▶ Aufgaben:
1. Beantworte folgende Fragen zum Lesetext:
(a) Wie viele Parteien hat das Haus, in dem die schreibende Person jetzt wohnt?
(b) In einem Haus mit wie vielen Parteien hat sie davor gewohnt?
(c) Wo verbrachte man früher laut Lesetext die meiste Zeit?
2. Tippe bitte den Teil des Lesetexts wortgetreu ab, der mit den Worten „Anonymität in Mehrparteienhaus“ anfängt und mit „wohl zu laut.“ aufhört.

▶ Lesetext:
Anonymität in Mehrparteienhaus genießen?

vom 16.10.2014, 20:04 Uhr

Ich bin vor wenigen Monaten umgezogen und wohne nun in einem Haus mit sechs Parteien. Davor habe ich in einem drei Parteienhaus gewohnt und wir hatten unter uns Nachbarn, die sehr offen und aufgeschlossen waren und die auch darauf bestanden haben, dass man sich kennenlernt und Kontakt zueinander hat. Das haben sie dann ausgenutzt um uns dauernd zu ermahnen, ruhiger zu sein, obwohl wir die meiste Zeit in der Uni waren und zu Hause nur den Weg zwischen Küche und Zimmer gegangen sind. Aber das war wohl zu laut.

▶ Vorliegendes Material:
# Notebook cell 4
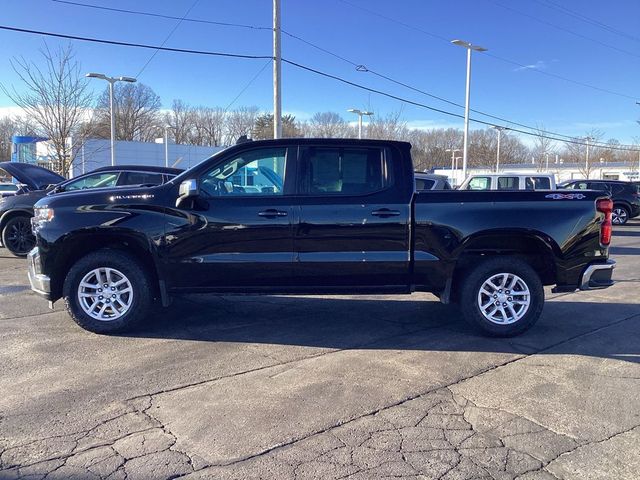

▶ Lösungen:
1.
(a) Sechs Parteien.
(b) Drei Parteien.
(c) In der Uni.

2.
Anonymität in Mehrparteienhaus genießen?

vom 16.10.2014, 20:04 Uhr

Ich bin vor wenigen Monaten umgezogen und wohne nun in einem Haus mit sechs Parteien. Davor habe ich in einem drei Parteienhaus gewohnt und wir hatten unter uns Nachbarn, die sehr offen und aufgeschlossen waren und die auch darauf bestanden haben, dass man sich kennenlernt und Kontakt zueinander hat. Das haben sie dann ausgenutzt um uns dauernd zu ermahnen, ruhiger zu sein, obwohl wir die meiste Zeit in der Uni waren und zu Hause nur den Weg zwischen Küche und Zimmer gegangen sind. Aber das war wohl zu laut.